## Exercise objective
Retype every line below precisely as it appears.
⁂
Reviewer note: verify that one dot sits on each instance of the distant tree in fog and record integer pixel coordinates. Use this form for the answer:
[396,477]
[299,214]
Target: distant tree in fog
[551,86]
⁂
## Answer
Reviewer note: verify that one dot sits on each instance of the distant tree in fog and record integer pixel coordinates. Use this form for the answer:
[396,477]
[299,214]
Target: distant tree in fog
[551,86]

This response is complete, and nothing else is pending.